Recast the material below as a Markdown table with the columns "Row" and "Line". Number each line in order, leave out blank lines, and omit the pictures.

• **Record extracts**:
▽

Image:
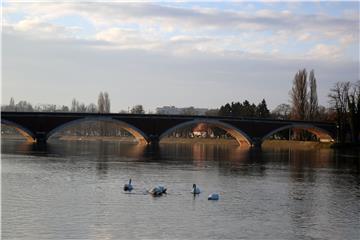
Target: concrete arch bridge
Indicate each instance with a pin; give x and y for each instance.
(151, 128)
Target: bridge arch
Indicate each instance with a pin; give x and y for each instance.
(240, 136)
(321, 133)
(29, 135)
(139, 135)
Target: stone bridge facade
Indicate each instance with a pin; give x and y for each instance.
(151, 128)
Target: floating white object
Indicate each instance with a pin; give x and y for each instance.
(157, 191)
(195, 190)
(213, 196)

△

• **Correct response**:
| Row | Line |
|---|---|
| 1 | Image: |
| 2 | Target: concrete arch bridge |
| 3 | Indicate each instance with a pin; give x and y for each instance. |
| 4 | (151, 128) |
| 5 | Target: bridge arch |
| 6 | Indicate each instance with a pin; give x and y for each instance. |
| 7 | (240, 136) |
| 8 | (321, 133) |
| 9 | (29, 135) |
| 10 | (139, 135) |
| 11 | Target: stone bridge facade |
| 12 | Indicate each instance with a pin; give x and y for each instance. |
| 13 | (151, 128) |
| 14 | Target: floating white object |
| 15 | Indicate each instance with a pin; give x and y for each instance. |
| 16 | (157, 191) |
| 17 | (195, 190) |
| 18 | (213, 196) |